→ **THE TASK**
Your task is to output the listing word for word, with pictures excluded.

→ **MATERIAL PROVIDED**
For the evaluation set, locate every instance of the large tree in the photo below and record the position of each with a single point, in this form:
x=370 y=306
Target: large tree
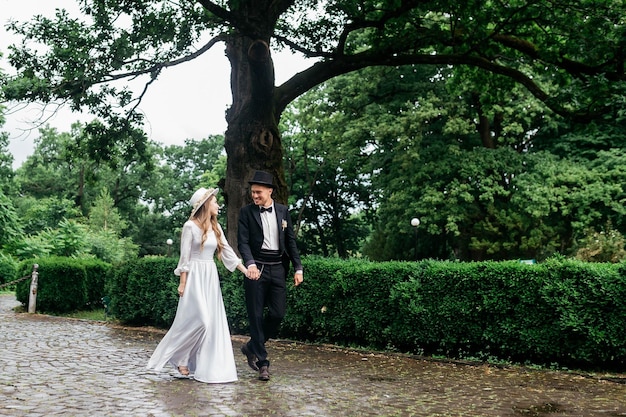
x=580 y=43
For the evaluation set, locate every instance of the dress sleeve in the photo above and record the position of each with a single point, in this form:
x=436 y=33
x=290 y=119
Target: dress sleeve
x=229 y=257
x=185 y=249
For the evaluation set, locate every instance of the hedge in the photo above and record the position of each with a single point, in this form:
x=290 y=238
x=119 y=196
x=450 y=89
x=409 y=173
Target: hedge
x=563 y=312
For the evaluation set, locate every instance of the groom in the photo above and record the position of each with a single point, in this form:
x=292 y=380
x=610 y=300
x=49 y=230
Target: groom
x=267 y=243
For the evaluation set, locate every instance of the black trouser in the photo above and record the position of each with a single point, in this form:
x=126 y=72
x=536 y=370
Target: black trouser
x=268 y=291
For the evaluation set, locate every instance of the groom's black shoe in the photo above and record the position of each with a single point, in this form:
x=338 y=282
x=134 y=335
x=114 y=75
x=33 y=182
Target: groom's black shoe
x=264 y=374
x=250 y=357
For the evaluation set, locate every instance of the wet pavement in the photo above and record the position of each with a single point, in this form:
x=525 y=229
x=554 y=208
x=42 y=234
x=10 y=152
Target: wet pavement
x=51 y=366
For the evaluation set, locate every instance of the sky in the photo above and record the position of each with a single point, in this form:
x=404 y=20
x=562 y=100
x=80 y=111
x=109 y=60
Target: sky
x=186 y=102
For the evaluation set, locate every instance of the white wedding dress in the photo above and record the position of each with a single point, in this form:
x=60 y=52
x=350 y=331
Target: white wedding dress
x=199 y=337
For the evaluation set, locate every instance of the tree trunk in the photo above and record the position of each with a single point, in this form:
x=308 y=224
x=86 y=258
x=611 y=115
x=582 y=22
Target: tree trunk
x=252 y=139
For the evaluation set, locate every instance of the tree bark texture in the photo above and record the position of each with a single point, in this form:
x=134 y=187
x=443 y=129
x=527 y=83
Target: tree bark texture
x=252 y=139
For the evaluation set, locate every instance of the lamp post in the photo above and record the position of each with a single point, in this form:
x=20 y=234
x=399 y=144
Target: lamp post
x=415 y=222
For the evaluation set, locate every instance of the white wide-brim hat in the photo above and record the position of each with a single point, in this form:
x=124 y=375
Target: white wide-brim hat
x=200 y=197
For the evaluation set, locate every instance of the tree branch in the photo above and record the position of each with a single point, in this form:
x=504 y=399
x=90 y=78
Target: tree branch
x=323 y=71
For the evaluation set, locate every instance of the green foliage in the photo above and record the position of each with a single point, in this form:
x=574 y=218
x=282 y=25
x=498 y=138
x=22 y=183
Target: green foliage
x=608 y=245
x=10 y=224
x=8 y=268
x=143 y=291
x=103 y=215
x=41 y=213
x=62 y=284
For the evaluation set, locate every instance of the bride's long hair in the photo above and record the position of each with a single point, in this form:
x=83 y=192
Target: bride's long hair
x=208 y=222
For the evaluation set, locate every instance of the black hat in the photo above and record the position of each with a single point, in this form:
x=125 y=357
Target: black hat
x=262 y=178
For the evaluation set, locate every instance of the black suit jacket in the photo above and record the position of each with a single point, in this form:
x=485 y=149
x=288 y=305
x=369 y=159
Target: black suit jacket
x=250 y=235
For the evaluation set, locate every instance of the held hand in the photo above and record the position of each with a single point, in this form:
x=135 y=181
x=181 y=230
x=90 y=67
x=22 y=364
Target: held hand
x=298 y=277
x=253 y=272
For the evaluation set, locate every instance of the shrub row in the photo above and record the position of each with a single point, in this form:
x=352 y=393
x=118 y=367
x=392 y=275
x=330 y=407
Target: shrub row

→ **EXPECTED ANSWER**
For the evaluation set, locate every instance of the large tree in the photo below and record the position of each with a single point, in this form:
x=370 y=306
Target: large tree
x=580 y=43
For the evaluation set, locate every instance of the dress sleeve in the photo above and record the position of each with a single point, in this form:
x=436 y=33
x=290 y=119
Target: dress sleeve
x=229 y=257
x=185 y=249
For the evaluation set, locate every instance of the hedge in the photo above and record the position of each with a single point, in this form:
x=290 y=238
x=119 y=196
x=450 y=89
x=409 y=173
Target: hedge
x=563 y=312
For the evaluation set, locate every instance of the groom in the photo above and record the position of each with a single point, in this form:
x=292 y=380
x=610 y=300
x=49 y=230
Target: groom
x=267 y=243
For the evaluation set, locate every instance of the black trouser in the photo above and record the position of each with a single point, in this form:
x=126 y=72
x=536 y=370
Target: black trouser
x=268 y=291
For the evaluation set, locate every instance of the groom's black shoe in the photo above and record the position of each with a single point, in this form:
x=338 y=282
x=134 y=335
x=114 y=75
x=33 y=182
Target: groom's black shoe
x=264 y=374
x=250 y=357
For the evaluation set, locate every instance of the wet pavement in the photo above and record the position of each with a single point, in this form:
x=525 y=229
x=554 y=208
x=42 y=234
x=10 y=152
Target: wet pavement
x=51 y=366
For the evaluation set, locate every instance of the sky in the photo above and record the position of each with a single point, in this form:
x=404 y=20
x=562 y=100
x=80 y=111
x=109 y=60
Target: sky
x=186 y=102
For the evaluation set, locate every instance of the white wedding dress in the photo above and record the position of each with a single point, in this form:
x=60 y=52
x=350 y=331
Target: white wedding dress
x=199 y=337
For the evaluation set, locate every instance of the tree trunk in the photo above and record the position of each with a single point, in this form:
x=308 y=224
x=86 y=258
x=611 y=115
x=582 y=22
Target: tree trunk
x=252 y=139
For the evaluation set, locate every instance of the tree bark texture in the photo above and record the position of each with a single point, in this form:
x=134 y=187
x=443 y=129
x=527 y=83
Target: tree bark texture
x=252 y=139
For the evaluation set, locate every instance of the lamp post in the photo above and record the position of each with a single point, in this form:
x=20 y=234
x=399 y=144
Target: lamp post
x=415 y=222
For the evaluation set, locate every instance of the white wide-brim hat in the photo above and record the position of each with a single point, in this form:
x=124 y=375
Target: white wide-brim hat
x=200 y=197
For the evaluation set, locate every instance of the tree branch in the photo above and record the position of each with a single point, in this form:
x=504 y=399
x=90 y=78
Target: tree branch
x=323 y=71
For the evaluation set, locate every instance of the green foliage in the photo above and record the position of each with a single point, in this form:
x=574 y=218
x=282 y=25
x=498 y=138
x=22 y=183
Target: green foliage
x=608 y=245
x=10 y=224
x=8 y=268
x=143 y=291
x=103 y=215
x=41 y=213
x=62 y=284
For the evaluation set, locate every instance of the bride's long hair in the photo above and record the position of each with a single point, in this form:
x=83 y=192
Target: bride's long hair
x=208 y=222
For the evaluation set, locate every instance of the black hat in the photo above and record the position of each with a single point, in this form:
x=125 y=357
Target: black hat
x=262 y=178
For the evaluation set, locate every instance of the black suit jacket in the photo above and record the position of each with a single point, in this form:
x=485 y=149
x=288 y=305
x=369 y=159
Target: black suit jacket
x=250 y=235
For the evaluation set, locate every instance of the held hand in the photo above and record the position of each with a single point, in this form:
x=135 y=181
x=181 y=230
x=90 y=67
x=22 y=364
Target: held hand
x=298 y=277
x=253 y=272
For the evaluation set, locate every instance of the shrub row in the photo above and record the position of each with a single point, in this form:
x=352 y=393
x=118 y=367
x=392 y=275
x=330 y=407
Target: shrub row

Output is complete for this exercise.